# ÉNONCÉ
D'après l'extrait sur la défense allemande, quel schéma tactique Joachim Löw a-t-il finalement adopté après les éliminatoires ?

À quelques encablures de l’Euro, le 29 mai dernier, la Slovaquie faisait voler en éclats les maigres certitudes défensives allemandes en annihilant l’ouverture du score de Mario Gómez (son premier but depuis une éternité avec la NM) pour finalement s’imposer 3-1. Certes, les circonstances atténuantes se trouvaient facilement : une pelouse d’Augsburg complètement détrempée, deux gardiens pas au top (Leno puis Ter Stegen) et l’absence de l’axe fort Boateng-Hummels habituel. Néanmoins, les inquiétudes affleuraient tout autant. En l’absence d’un Hummels qui devait rater les deux premiers matchs de poule, ni Rüdiger, ni Höwedes n’avaient pas apporté la stabilité attendue, d’autant plus que le capitaine de Null-Vier venait lui-même tout juste de reprendre la compétition. Et Jérôme Boateng, s’il était de retour depuis plus longtemps, allait-il pouvoir tenir ? Quid du poste de latéral droit, sinistré depuis la retraite de Lahm ? Löw avait répondu Sebastian Rudy, le plus souvent milieu défensif dans le redoutable équipe d’Hoffenheim. Et à gauche, en l’absence inexplicable au vu de sa saison de Schmelzer, que valait vraiment ce Jonas Hector, titulaire indiscutable des éliminatoires, mais finalement simple joueur de Cologne, sans expérience des grandes rencontres ? Pire encore, Joachim Löw lui-même ne semblait pas savoir, tentant un schéma bâtard pendant une mi-temps avec une défense à trois, souvent testé ces derniers temps, avant d’abandonner en faisant remonter Kimmich d’un cran. Le flou était total.
Possession et stabilité
À peine un mois plus tard, le 26 juin, tout était pardonnée. La même Slovaquie était balayée 3-0, et la défense n’accusait toujours aucun but contre. Remontons le fil des inquiétudes. Tout d’abord, après des mois d’éliminatoires quelconques faits de schémas tactiques mouvants, Jogi Löw s’est posé sur une valeur sûre: le 4-2-3-1 qui a – presque – toujours été le sien. La paire Khedira-Kroos orchestre le milieu de terrain : le premier a récupéré un corps et amène tout son impact, le deuxième s’est un peu habitué à jouer 6 au Real, même s’il semble toujours mal à l’aise lorsque son équipe souffre et que ses dernières performances madrilènes l’ont été avec Casemiro derrière lui. Toujours est-il que l’Allemagne possède suffisamment bien et souvent le ballon – surtout grâce à Toni – pour que le manque d’un Kramer ne se fasse pas trop sentir. Tout comme la déchéance du physique de Schweinsteiger, devenu simple remplaçant honorifique.

(Extraits d'un jeu de données d'annotation de localisation)
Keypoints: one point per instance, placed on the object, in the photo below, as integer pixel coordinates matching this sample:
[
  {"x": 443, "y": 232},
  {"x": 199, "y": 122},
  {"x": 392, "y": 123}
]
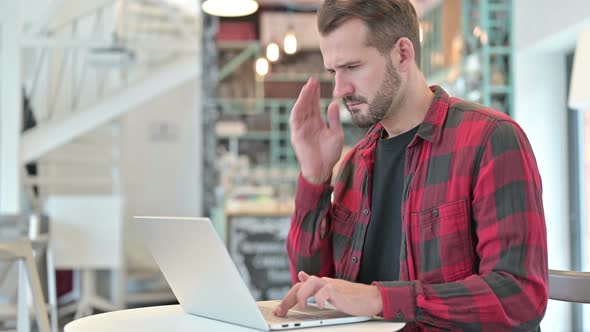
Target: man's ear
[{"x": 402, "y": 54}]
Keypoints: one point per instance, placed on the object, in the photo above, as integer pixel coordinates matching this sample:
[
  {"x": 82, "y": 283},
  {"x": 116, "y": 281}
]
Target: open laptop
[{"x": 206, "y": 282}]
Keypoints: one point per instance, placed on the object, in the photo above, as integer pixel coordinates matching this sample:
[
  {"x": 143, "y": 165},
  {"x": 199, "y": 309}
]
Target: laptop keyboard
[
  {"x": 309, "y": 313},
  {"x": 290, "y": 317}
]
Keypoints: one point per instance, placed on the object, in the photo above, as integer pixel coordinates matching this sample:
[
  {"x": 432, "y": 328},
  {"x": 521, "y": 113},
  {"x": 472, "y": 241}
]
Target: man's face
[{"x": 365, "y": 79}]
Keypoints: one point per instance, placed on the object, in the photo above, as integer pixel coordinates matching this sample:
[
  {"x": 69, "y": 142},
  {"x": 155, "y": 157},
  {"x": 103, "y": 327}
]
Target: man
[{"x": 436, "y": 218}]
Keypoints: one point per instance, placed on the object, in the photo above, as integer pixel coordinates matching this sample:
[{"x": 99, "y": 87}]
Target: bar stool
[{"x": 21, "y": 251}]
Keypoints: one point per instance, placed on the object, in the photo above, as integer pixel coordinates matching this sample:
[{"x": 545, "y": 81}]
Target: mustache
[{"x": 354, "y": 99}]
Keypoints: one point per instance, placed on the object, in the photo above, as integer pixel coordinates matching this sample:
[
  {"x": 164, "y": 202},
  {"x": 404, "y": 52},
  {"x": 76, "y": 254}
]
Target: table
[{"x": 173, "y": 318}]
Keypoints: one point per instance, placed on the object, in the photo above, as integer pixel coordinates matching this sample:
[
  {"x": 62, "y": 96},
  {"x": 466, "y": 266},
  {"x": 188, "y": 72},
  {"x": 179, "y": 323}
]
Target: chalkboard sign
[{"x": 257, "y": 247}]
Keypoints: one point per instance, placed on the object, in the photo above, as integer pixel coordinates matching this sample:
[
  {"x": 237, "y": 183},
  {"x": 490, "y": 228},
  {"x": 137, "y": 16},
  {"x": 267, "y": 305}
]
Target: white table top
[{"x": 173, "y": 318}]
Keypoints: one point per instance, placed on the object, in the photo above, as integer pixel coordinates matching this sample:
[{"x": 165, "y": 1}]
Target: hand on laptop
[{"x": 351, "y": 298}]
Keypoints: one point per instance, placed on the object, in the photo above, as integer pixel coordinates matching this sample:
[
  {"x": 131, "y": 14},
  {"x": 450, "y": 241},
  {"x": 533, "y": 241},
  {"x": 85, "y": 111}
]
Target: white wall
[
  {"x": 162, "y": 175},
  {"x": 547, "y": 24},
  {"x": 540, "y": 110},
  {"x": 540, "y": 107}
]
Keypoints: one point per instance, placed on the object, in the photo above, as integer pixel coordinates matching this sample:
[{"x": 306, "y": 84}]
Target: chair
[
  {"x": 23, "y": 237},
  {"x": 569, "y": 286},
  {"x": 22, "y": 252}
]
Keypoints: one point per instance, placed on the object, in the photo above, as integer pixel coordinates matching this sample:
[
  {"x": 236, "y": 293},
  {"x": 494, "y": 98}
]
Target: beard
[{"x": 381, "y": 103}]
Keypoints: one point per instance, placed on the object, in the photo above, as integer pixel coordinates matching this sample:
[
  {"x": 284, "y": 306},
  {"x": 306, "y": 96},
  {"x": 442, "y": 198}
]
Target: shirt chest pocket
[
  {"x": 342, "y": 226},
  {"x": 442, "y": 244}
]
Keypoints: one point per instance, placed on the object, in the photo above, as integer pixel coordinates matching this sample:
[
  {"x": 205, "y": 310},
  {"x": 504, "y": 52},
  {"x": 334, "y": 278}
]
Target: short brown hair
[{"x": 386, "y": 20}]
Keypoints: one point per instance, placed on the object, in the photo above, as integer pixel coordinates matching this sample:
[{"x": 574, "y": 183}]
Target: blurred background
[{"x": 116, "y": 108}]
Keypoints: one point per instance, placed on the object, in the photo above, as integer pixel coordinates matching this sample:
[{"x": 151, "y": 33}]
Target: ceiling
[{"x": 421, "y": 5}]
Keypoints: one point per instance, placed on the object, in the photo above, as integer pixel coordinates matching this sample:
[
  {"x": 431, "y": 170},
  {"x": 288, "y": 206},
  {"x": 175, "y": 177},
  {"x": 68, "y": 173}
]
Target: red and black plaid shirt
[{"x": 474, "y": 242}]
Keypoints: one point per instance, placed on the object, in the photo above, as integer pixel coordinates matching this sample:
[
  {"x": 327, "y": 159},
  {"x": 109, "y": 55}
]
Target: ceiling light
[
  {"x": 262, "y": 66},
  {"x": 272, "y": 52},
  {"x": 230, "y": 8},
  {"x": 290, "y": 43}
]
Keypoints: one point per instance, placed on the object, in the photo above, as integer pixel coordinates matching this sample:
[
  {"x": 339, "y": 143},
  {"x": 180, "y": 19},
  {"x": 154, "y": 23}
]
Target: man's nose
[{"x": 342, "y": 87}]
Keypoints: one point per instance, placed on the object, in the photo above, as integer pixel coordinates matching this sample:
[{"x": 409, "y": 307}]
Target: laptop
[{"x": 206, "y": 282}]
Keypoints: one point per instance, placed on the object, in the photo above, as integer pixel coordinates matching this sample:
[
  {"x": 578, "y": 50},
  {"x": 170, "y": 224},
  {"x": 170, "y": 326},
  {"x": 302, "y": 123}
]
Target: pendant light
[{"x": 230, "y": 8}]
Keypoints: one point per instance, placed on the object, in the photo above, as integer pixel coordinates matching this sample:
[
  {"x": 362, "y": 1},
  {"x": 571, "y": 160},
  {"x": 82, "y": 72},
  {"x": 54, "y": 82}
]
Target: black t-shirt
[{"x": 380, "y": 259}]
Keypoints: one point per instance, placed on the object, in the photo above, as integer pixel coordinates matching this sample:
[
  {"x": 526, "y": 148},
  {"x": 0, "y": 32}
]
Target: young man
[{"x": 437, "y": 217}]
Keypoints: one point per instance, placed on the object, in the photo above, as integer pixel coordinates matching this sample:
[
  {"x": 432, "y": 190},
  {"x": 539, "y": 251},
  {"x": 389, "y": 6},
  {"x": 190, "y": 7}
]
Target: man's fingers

# RÉPONSE
Il a adopté le 4-2-3-1.